··· Input records ···
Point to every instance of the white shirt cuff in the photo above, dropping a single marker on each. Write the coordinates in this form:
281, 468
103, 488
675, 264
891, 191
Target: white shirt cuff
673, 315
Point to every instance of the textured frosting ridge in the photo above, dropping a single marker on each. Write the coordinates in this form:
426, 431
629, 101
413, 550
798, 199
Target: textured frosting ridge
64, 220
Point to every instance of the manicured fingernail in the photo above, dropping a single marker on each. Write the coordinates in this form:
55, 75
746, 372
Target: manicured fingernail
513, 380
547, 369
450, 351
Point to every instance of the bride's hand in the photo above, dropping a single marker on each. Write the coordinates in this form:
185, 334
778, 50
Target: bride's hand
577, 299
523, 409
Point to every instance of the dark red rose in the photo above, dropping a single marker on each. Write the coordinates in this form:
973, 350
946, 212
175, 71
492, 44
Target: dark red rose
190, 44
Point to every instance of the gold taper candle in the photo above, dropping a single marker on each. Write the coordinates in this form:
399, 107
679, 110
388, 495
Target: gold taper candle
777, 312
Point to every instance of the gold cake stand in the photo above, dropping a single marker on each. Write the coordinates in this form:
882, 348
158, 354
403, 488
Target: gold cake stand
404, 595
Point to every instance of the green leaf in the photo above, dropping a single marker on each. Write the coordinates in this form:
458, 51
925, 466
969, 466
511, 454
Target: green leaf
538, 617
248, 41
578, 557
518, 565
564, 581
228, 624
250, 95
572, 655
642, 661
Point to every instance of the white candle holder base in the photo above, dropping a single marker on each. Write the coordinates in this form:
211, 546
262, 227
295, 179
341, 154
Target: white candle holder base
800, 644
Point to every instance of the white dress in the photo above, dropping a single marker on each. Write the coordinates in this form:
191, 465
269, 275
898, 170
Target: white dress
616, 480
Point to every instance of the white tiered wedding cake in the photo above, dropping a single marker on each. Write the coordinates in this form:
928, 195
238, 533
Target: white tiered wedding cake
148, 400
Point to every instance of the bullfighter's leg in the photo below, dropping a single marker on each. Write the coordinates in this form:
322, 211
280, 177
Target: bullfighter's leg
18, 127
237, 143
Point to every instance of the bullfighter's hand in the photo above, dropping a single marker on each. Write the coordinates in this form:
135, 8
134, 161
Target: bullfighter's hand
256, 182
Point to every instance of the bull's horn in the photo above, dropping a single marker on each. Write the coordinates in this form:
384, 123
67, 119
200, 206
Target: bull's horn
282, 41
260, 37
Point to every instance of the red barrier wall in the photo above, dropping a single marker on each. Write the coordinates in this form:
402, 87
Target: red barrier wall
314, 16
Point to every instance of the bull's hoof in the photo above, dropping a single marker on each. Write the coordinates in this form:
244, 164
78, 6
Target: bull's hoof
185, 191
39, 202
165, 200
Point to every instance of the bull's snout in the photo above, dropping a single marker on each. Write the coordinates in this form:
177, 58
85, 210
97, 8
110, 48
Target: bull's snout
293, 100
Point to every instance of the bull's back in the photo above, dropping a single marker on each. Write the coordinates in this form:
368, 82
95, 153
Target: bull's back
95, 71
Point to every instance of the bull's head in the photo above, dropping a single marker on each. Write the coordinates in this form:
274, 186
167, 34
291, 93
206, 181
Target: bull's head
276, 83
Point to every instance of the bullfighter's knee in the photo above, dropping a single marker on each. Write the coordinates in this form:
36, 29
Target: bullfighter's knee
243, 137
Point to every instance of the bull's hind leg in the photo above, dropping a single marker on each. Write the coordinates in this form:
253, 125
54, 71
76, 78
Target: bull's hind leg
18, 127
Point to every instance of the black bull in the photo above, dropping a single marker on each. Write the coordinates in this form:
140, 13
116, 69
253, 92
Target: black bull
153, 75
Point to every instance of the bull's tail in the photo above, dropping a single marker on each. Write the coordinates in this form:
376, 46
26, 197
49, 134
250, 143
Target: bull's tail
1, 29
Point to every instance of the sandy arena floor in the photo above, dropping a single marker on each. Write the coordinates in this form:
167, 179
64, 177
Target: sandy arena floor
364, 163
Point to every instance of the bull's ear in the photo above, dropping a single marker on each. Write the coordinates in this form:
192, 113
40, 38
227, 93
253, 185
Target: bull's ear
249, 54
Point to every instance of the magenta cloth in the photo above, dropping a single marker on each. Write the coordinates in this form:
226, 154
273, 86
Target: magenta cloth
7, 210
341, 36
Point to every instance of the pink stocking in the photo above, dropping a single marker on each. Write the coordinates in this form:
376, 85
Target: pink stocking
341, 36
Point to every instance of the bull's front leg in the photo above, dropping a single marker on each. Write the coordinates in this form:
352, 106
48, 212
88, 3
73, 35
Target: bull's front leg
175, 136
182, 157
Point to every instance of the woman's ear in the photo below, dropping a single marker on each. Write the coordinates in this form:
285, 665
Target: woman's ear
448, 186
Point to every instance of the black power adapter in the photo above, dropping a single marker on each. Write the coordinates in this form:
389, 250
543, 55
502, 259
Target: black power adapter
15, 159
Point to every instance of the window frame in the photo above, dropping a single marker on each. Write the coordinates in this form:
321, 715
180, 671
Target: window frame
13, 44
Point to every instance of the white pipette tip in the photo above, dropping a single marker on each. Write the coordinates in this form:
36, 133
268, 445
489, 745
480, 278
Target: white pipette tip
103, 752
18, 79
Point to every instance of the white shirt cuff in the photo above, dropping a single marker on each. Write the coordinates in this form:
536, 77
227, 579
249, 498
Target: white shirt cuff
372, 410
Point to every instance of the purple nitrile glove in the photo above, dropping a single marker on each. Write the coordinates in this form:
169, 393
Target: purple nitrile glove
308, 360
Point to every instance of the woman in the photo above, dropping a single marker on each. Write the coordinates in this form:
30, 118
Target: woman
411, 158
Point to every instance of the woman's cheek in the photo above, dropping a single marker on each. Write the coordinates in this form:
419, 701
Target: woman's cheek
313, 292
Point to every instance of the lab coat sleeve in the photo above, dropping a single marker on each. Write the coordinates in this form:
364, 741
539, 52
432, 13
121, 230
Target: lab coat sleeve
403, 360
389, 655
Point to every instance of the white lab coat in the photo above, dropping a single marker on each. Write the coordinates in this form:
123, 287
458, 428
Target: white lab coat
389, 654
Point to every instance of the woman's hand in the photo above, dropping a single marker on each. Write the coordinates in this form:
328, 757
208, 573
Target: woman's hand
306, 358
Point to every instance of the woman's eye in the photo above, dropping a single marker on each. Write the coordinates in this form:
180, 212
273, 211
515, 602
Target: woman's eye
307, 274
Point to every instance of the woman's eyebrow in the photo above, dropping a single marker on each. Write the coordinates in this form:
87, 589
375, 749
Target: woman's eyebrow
···
*Exercise*. Please reproduce every line of the material word for word.

*Correct output*.
Point to every instance of the white shirt cuff in the photo above, dropping a single marker on each. Write the coordinates in this form:
281, 468
103, 488
675, 264
891, 191
Target: white shirt cuff
673, 315
Point to every instance of the textured frosting ridge in the photo above, dropping a single marker on each. Write the coordinates in this form:
426, 431
629, 101
413, 550
798, 199
Target: textured frosting ridge
64, 220
Point to every instance of the manicured fingernail in the photo above, dropping a single marker on each. Write the coordinates in this form:
55, 75
746, 372
Target: manicured fingernail
513, 380
547, 369
450, 351
Point to every instance of the bride's hand in the photo above, dropping a single marker on each. Write the coordinates in this form:
185, 334
778, 50
Target: bride's hand
577, 299
523, 409
Point to every instance of the dark red rose in the photo above, dropping a single marker on each. Write the coordinates in this form:
973, 350
946, 212
175, 71
492, 44
Target: dark red rose
190, 44
Point to every instance of the gold taper candle in the photo above, dropping a single marker on each. Write the coordinates in this form:
399, 107
679, 110
388, 495
Target: gold taper candle
777, 312
Point to every instance of the gold cake stand in the photo above, dropping a single marker on each. Write the coordinates in this form:
882, 348
158, 354
403, 488
Target: gold cake stand
404, 595
Point to every instance of the green leaf in the photo above, dropping a single marker on each. Write the coordinates in this form:
458, 51
925, 466
969, 466
511, 454
Target: green leaf
538, 617
248, 41
578, 557
518, 565
564, 581
228, 624
250, 95
572, 655
642, 661
Point to every instance of the white candle holder base in the photo above, dropping a single marker on each. Write the coordinates in this form:
211, 546
262, 227
295, 179
341, 154
Target: white candle holder base
800, 644
Point to every instance of the white dress in the photo above, dropping a single marker on each. Write the coordinates in this form:
191, 465
269, 275
898, 170
Target: white dress
616, 480
Point to every instance of the white tiered wedding cake in the photo above, dropping a single marker on each. Write the coordinates in this form:
928, 195
238, 533
Target: white tiered wedding cake
148, 400
Point to every instance of the bullfighter's leg in the photo below, dropping a single marker on each. Write the coordinates in this form:
322, 211
280, 177
Target: bullfighter's leg
18, 127
237, 143
Point to every instance of the bullfighter's hand in the photo above, dropping a single marker on each. Write the coordinates in this form:
135, 8
134, 161
Target: bullfighter's hand
256, 182
Point to every instance of the bull's horn in the photo above, dropping a single marker on each. Write the coordinates in this form:
384, 123
67, 119
200, 206
Target: bull's horn
282, 41
260, 37
Point to every instance of the red barrier wall in the photo above, dropping a single marker on each. Write the coordinates in this form:
402, 87
Target: red barrier wall
314, 16
Point to every instance of the bull's hoof in the photo above, dropping a single marker on each. Write the coordinates in this form:
244, 164
78, 6
Target: bull's hoof
185, 191
39, 202
165, 200
Point to every instance of the bull's snout in the photo above, dropping a single marker on each. Write the coordinates in this form:
177, 58
85, 210
97, 8
110, 48
Target: bull's snout
293, 100
Point to every instance of the bull's back in the photo above, dropping a single marker on each. Write the coordinates in this form:
368, 82
95, 153
Target: bull's back
95, 71
Point to every instance of the bull's head in the photo above, dropping a single marker on each. Write the coordinates in this form:
274, 186
167, 34
291, 93
206, 181
Target: bull's head
276, 83
Point to every instance of the bullfighter's knee in the photo above, dropping a single marker on each. Write the coordinates in this form:
36, 29
Target: bullfighter's knee
243, 137
Point to every instance of the bull's hind leg in the photo above, dropping a single marker on each. Write the coordinates in this form:
253, 125
54, 71
76, 78
Target: bull's hind leg
18, 127
Point to every instance of the black bull in the photo above, dropping a single marker on each. Write the coordinates in this form:
140, 13
116, 69
253, 92
Target: black bull
153, 75
Point to every instance of the bull's tail in the photo above, dropping a single marker on each. Write the coordinates in this form:
376, 46
26, 197
49, 134
250, 143
Target: bull's tail
1, 29
Point to every instance of the sandy arena floor in the photo above, dropping a single marker on each. Write the coordinates in this form:
167, 179
64, 177
Target: sandy arena floor
364, 163
Point to every instance of the bull's ear in the photo above, dropping a single marker on each. Write the coordinates in this form:
192, 113
40, 38
227, 93
253, 185
Target: bull's ear
249, 54
Point to every instance of the magenta cloth in the photo above, dropping a single marker on each. Write the coordinates in this form:
226, 154
273, 86
Target: magenta cloth
7, 210
341, 36
Point to every instance of the pink stocking in the photo above, dropping a single marker on each. Write the coordinates in this form:
376, 85
Target: pink stocking
341, 36
Point to every instance of the bull's front leg in the photo above, dropping a single marker on each. Write the coordinates in this form:
352, 106
48, 212
88, 3
73, 35
Target: bull's front leg
175, 136
182, 157
Point to every instance of the woman's ear in the photo below, dropping a single marker on each. Write the coordinates in this form:
285, 665
Target: woman's ear
448, 186
Point to every instance of the black power adapter in the photo above, dropping a single marker on each. Write the coordinates in this form:
389, 250
543, 55
502, 259
Target: black power adapter
15, 159
Point to every instance of the window frame in the photo above, dropping a single marker on each. Write the coordinates in this form:
321, 715
180, 671
Target: window frame
13, 44
Point to every instance of the white pipette tip in the photo above, dropping a single marker on each. Write the coordinates in this form:
36, 133
268, 445
489, 745
480, 278
Target: white pipette tip
103, 752
18, 79
Point to every instance of the white shirt cuff in the photo above, dropping a single marker on each. Write the coordinates in this form:
536, 77
227, 579
249, 498
Target: white shirt cuff
372, 410
Point to every instance of the purple nitrile glove in the photo above, dropping a single marker on each. Write the coordinates in this form:
169, 393
Target: purple nitrile glove
308, 360
Point to every instance of the woman in the photo above, dropping a single marker on each. Write the coordinates in this form:
30, 118
Target: woman
411, 158
Point to every instance of the woman's cheek in the photo above, dropping a single marker on each. Write the coordinates in this form:
419, 701
Target: woman's cheek
313, 292
Point to every instance of the lab coat sleeve in the photo above, dropping a single marker on each. Write the coordinates in this form:
364, 741
539, 52
432, 13
121, 230
Target: lab coat sleeve
403, 360
389, 655
Point to every instance of the white lab coat in the photo above, dropping a single marker on each. Write the coordinates in this form:
123, 287
458, 428
Target: white lab coat
389, 654
Point to every instance of the woman's hand in the photo above, dropping a single marker on each. Write the coordinates in this form:
328, 757
208, 573
Target: woman's hand
306, 358
Point to every instance of the woman's eye in the photo above, dropping a single marker on each. Write the coordinates in this form:
180, 212
273, 211
515, 602
Target: woman's eye
307, 274
Point to every instance of the woman's eyebrow in the photo above, dropping a single marker on each. Write the coordinates in this form:
87, 589
375, 749
Target: woman's eyebrow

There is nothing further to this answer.